■ Written problem
Which lines in the items below contain the word "grey"? Gather each of them, paying attention to case.

##### Information provided #####

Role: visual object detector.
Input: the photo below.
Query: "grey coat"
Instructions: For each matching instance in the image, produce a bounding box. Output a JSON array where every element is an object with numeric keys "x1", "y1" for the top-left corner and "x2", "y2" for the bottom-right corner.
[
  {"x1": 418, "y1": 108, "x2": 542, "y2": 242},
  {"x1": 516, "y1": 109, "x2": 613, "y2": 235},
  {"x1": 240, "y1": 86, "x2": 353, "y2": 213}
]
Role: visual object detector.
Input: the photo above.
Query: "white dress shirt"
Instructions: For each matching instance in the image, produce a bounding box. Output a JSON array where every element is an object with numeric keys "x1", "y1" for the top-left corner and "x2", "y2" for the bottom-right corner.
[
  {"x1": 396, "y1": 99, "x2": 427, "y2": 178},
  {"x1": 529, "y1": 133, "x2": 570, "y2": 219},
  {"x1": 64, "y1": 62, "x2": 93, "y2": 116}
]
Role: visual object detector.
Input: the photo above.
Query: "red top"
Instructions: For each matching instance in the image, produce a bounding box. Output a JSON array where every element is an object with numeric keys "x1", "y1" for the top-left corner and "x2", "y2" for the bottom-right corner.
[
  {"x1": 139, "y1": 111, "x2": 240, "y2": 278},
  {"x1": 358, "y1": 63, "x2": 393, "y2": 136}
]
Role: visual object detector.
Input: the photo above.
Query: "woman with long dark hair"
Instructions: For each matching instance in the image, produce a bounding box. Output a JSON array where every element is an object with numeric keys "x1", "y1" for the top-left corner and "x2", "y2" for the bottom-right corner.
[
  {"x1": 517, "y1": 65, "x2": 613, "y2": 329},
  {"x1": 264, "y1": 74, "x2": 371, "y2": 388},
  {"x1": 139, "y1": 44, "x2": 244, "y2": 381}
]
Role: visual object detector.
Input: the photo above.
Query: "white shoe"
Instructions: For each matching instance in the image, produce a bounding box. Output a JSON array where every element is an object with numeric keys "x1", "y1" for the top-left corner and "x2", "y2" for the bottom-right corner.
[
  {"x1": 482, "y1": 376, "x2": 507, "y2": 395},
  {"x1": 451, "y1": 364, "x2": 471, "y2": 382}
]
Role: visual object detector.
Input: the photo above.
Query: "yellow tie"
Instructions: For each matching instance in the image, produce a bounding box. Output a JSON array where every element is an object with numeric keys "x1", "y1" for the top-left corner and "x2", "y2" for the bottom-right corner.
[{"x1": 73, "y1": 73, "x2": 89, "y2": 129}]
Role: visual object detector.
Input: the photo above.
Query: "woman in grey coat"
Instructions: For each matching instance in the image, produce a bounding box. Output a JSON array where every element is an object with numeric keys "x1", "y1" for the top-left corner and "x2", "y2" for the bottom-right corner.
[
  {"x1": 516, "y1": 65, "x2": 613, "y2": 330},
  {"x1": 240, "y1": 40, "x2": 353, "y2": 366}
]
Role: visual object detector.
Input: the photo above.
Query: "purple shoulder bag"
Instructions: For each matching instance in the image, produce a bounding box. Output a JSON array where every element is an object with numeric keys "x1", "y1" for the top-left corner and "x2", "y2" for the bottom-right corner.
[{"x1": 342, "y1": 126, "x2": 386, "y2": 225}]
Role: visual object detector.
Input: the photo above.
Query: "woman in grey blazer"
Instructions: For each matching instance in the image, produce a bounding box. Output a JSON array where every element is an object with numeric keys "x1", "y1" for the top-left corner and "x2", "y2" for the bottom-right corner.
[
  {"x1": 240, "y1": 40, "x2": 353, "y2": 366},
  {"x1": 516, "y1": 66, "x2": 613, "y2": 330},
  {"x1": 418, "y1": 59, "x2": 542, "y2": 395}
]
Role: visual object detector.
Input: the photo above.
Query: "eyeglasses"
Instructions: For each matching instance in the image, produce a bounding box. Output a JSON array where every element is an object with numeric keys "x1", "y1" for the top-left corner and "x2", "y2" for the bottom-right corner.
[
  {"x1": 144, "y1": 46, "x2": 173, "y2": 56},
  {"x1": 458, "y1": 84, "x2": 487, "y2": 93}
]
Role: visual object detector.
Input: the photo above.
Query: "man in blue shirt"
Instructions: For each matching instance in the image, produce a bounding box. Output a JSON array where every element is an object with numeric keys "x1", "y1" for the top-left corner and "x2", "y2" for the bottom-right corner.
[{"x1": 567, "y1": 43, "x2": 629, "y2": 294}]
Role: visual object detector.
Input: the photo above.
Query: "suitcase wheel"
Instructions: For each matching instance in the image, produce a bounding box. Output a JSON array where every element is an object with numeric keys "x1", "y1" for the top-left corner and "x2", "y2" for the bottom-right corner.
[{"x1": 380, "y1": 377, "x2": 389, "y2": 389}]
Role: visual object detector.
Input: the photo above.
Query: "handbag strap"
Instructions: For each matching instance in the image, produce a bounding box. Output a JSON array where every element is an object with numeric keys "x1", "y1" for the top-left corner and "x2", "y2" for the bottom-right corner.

#####

■ Complete answer
Query: "grey coat"
Query: "woman in grey coat"
Query: "woman in grey blazer"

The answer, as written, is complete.